Segment Start: Provided data

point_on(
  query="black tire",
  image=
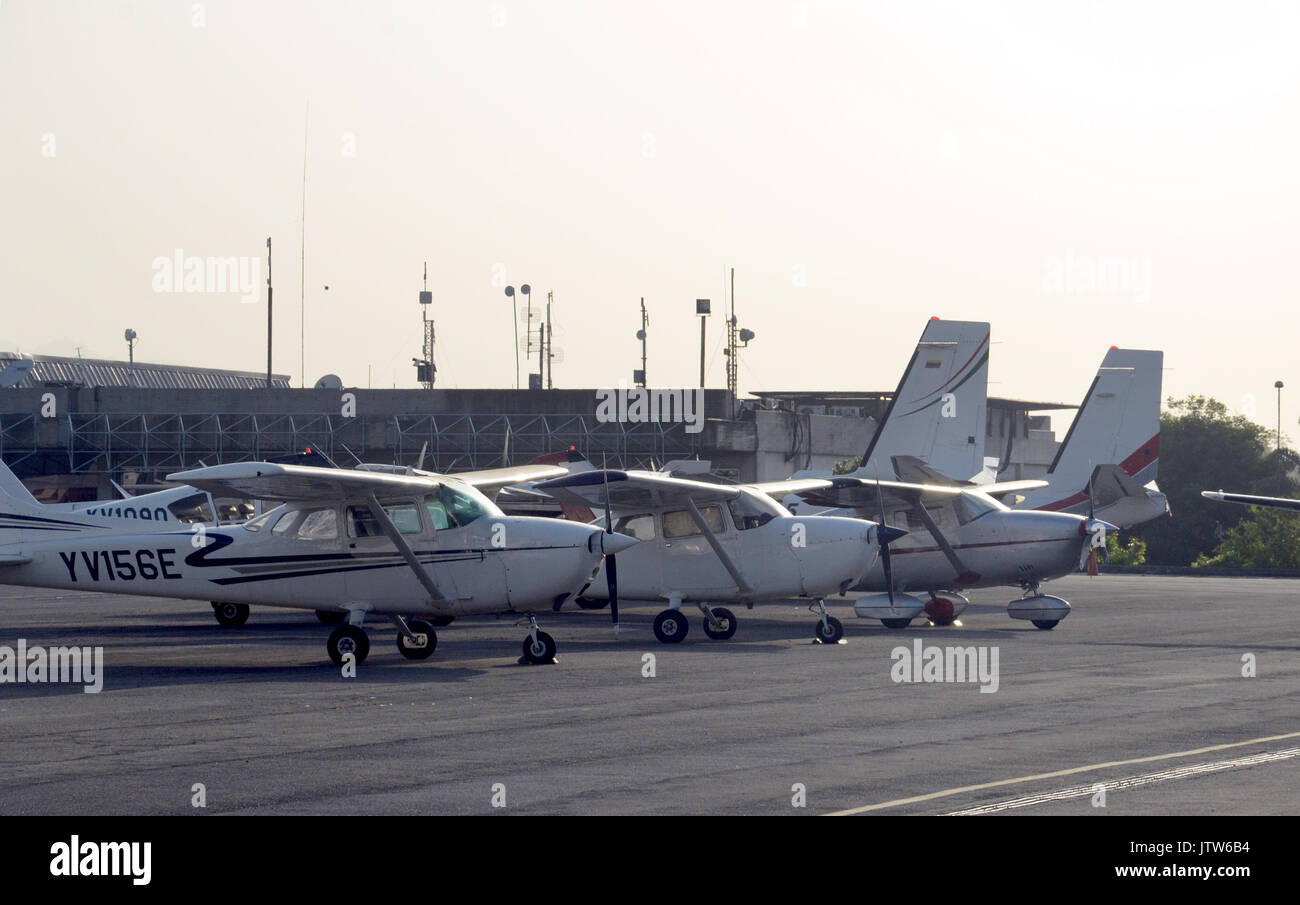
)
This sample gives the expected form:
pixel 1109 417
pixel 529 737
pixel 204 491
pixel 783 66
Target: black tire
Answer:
pixel 728 624
pixel 347 640
pixel 831 632
pixel 671 627
pixel 417 627
pixel 232 615
pixel 541 650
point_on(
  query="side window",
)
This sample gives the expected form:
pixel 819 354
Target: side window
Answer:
pixel 360 523
pixel 437 511
pixel 679 523
pixel 191 509
pixel 317 525
pixel 640 527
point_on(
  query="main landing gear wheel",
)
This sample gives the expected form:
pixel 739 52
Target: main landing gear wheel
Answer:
pixel 347 640
pixel 540 650
pixel 411 652
pixel 230 614
pixel 831 631
pixel 671 627
pixel 726 620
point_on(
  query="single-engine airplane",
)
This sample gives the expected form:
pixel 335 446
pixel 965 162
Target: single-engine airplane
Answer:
pixel 360 542
pixel 961 537
pixel 710 544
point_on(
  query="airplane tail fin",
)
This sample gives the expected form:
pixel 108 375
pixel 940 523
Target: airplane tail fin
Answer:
pixel 13 492
pixel 1118 423
pixel 939 411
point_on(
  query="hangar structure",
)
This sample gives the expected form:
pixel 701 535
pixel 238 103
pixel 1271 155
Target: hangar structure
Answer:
pixel 73 425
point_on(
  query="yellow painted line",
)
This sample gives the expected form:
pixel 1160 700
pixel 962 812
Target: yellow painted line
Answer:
pixel 1056 774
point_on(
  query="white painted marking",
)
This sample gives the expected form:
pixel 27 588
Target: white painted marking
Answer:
pixel 1054 774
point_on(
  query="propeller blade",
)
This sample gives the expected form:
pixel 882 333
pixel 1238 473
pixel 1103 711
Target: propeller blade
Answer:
pixel 611 567
pixel 884 542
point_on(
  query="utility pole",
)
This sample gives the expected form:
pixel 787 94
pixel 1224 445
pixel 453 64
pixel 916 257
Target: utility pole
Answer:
pixel 702 307
pixel 268 312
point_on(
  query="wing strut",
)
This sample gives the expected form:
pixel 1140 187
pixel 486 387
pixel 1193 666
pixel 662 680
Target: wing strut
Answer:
pixel 391 532
pixel 745 587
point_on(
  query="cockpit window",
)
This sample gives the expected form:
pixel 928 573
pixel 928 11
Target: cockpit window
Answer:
pixel 971 506
pixel 640 527
pixel 191 509
pixel 752 510
pixel 459 505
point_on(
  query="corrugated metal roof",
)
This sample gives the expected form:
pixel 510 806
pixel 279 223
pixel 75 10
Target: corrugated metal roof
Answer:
pixel 55 371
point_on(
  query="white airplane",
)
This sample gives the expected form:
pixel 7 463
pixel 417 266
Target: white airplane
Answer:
pixel 937 412
pixel 1108 462
pixel 709 544
pixel 961 537
pixel 356 541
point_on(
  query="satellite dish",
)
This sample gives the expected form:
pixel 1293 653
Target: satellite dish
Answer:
pixel 16 372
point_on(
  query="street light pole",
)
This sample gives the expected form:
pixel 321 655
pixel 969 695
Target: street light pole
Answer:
pixel 1278 386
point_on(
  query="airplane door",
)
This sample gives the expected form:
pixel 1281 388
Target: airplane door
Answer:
pixel 689 562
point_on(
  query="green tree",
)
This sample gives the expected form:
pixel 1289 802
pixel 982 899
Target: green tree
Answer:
pixel 1264 538
pixel 1204 447
pixel 1134 553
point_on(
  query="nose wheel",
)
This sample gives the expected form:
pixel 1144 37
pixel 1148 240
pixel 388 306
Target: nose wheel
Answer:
pixel 828 628
pixel 671 627
pixel 347 640
pixel 230 614
pixel 420 642
pixel 719 622
pixel 538 646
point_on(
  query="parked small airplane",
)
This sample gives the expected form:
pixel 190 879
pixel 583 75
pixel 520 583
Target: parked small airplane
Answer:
pixel 355 541
pixel 974 541
pixel 710 544
pixel 939 411
pixel 1108 462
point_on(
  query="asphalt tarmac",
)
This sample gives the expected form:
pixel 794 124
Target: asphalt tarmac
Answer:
pixel 1136 704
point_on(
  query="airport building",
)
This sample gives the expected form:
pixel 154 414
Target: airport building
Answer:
pixel 69 427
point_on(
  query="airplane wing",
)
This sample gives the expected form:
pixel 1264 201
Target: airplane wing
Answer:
pixel 778 490
pixel 1000 489
pixel 264 480
pixel 846 492
pixel 1246 499
pixel 494 479
pixel 633 490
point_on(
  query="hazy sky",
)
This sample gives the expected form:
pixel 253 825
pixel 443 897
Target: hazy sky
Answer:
pixel 1079 174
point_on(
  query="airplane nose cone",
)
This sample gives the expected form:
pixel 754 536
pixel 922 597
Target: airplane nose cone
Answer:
pixel 610 542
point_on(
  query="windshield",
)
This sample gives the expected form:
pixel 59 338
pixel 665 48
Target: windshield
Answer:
pixel 455 506
pixel 971 506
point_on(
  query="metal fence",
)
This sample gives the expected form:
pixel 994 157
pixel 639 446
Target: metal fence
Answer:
pixel 112 444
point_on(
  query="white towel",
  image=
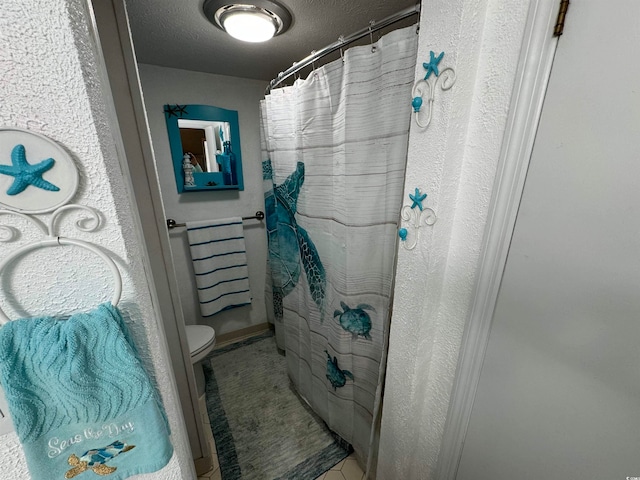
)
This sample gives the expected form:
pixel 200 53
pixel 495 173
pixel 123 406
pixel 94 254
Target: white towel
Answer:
pixel 220 264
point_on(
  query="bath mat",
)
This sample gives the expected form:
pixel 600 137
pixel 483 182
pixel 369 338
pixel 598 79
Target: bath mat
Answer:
pixel 262 429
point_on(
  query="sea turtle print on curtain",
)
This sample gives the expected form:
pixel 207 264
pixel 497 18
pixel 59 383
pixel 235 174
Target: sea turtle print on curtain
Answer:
pixel 289 244
pixel 356 320
pixel 337 144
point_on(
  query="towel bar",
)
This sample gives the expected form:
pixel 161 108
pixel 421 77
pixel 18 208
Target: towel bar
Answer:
pixel 171 223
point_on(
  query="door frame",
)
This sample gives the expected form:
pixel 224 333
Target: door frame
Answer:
pixel 118 71
pixel 534 68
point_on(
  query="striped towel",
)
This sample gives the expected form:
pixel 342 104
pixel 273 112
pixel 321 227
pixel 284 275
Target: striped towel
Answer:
pixel 220 264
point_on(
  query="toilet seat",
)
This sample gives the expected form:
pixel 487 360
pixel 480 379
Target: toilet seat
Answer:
pixel 201 340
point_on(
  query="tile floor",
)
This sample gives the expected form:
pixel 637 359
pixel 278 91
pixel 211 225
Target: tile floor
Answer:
pixel 347 469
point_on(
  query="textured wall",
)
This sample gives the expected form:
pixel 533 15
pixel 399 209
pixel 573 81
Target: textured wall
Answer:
pixel 161 85
pixel 454 162
pixel 50 86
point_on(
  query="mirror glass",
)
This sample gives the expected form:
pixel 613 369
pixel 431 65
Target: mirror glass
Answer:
pixel 205 147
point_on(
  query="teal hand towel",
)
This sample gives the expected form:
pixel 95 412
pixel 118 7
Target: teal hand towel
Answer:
pixel 80 399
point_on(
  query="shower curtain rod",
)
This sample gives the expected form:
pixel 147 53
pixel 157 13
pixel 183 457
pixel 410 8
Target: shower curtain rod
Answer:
pixel 341 42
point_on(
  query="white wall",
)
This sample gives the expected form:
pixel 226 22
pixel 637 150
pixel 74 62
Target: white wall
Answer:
pixel 50 85
pixel 454 161
pixel 161 86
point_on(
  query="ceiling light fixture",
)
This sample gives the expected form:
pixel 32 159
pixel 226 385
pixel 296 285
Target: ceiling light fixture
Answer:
pixel 251 21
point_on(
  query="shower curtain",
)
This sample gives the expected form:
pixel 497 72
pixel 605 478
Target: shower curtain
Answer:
pixel 334 148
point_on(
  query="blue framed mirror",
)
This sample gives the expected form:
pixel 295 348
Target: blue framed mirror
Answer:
pixel 205 147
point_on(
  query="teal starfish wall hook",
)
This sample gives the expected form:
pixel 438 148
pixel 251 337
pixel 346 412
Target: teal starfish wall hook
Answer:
pixel 415 218
pixel 417 199
pixel 423 93
pixel 432 64
pixel 26 174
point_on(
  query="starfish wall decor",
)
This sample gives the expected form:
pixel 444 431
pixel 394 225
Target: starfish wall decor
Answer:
pixel 177 110
pixel 416 219
pixel 427 87
pixel 26 174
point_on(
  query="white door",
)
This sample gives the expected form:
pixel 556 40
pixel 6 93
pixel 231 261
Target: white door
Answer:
pixel 559 392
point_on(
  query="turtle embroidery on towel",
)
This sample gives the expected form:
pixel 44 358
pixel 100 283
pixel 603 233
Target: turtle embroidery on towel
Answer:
pixel 337 377
pixel 290 246
pixel 355 320
pixel 96 459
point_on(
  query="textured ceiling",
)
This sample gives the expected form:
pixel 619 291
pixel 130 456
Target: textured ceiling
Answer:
pixel 175 33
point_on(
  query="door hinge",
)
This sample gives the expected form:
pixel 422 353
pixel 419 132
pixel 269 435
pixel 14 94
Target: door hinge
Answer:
pixel 562 14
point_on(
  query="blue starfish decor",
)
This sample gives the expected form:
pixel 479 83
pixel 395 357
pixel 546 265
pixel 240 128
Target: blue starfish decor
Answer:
pixel 26 174
pixel 177 110
pixel 417 199
pixel 432 65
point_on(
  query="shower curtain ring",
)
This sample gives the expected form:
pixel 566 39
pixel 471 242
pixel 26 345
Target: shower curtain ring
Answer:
pixel 371 24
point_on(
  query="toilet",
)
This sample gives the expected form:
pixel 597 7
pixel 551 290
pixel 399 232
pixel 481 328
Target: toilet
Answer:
pixel 201 340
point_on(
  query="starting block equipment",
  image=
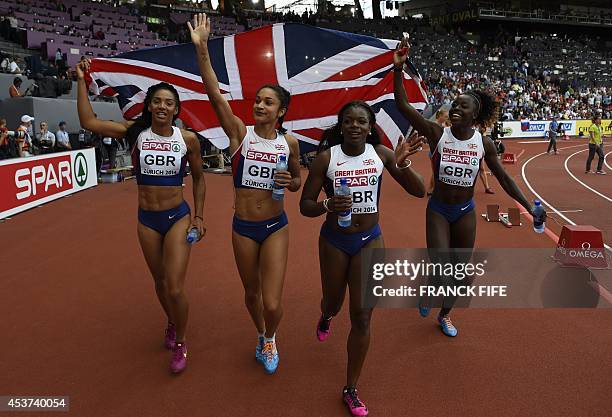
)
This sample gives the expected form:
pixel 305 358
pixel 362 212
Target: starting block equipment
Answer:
pixel 509 219
pixel 581 246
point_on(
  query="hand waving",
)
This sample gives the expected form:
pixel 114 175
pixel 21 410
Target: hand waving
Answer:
pixel 405 148
pixel 401 53
pixel 82 68
pixel 200 30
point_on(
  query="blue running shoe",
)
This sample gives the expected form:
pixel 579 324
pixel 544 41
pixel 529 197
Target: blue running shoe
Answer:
pixel 447 326
pixel 258 349
pixel 269 356
pixel 424 311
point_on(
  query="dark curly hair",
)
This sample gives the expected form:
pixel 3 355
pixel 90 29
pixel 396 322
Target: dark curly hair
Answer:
pixel 285 98
pixel 333 135
pixel 146 118
pixel 487 107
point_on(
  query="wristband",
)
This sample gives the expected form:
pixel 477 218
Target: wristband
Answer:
pixel 325 203
pixel 404 166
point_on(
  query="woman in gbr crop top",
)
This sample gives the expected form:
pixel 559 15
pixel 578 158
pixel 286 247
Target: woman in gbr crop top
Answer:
pixel 160 152
pixel 355 153
pixel 260 235
pixel 458 152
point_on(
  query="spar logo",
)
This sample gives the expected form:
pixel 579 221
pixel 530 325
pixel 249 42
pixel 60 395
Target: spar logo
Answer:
pixel 80 169
pixel 38 179
pixel 261 156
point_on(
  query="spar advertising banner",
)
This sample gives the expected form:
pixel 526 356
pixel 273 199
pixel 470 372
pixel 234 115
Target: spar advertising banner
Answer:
pixel 536 128
pixel 583 126
pixel 29 182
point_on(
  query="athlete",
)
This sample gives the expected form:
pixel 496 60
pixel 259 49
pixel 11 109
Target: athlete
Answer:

Segment End: Provided data

**Exercise instructions**
Pictures are to be left out; otherwise, retype exactly the lines from the first line of the data through the line containing "Target: airplane tail fin".

**Solution**
point_on(
  query="black tire",
  image=
)
This sample gives the expected form:
pixel 1109 417
pixel 529 737
pixel 204 491
pixel 783 66
Target: black tire
Answer:
pixel 728 624
pixel 347 640
pixel 831 632
pixel 671 627
pixel 417 627
pixel 232 615
pixel 541 650
point_on(
  query="side window",
)
This sample gives the expected form:
pixel 819 354
Target: side window
Answer:
pixel 360 523
pixel 437 511
pixel 679 523
pixel 191 509
pixel 317 525
pixel 640 527
point_on(
  query="main landing gear wheel",
)
This sample gives the expected form:
pixel 739 52
Target: main landing gear wheel
Answer:
pixel 347 640
pixel 540 650
pixel 411 652
pixel 230 614
pixel 831 631
pixel 671 627
pixel 726 620
point_on(
  query="single-engine airplane",
)
This sample gives the expected form:
pixel 335 446
pixel 965 162
Target: single-engine airplane
Answer:
pixel 360 542
pixel 961 537
pixel 710 544
point_on(
  query="airplane tail fin",
)
This sample gives the expected form:
pixel 108 375
pixel 940 523
Target: airplane tail fin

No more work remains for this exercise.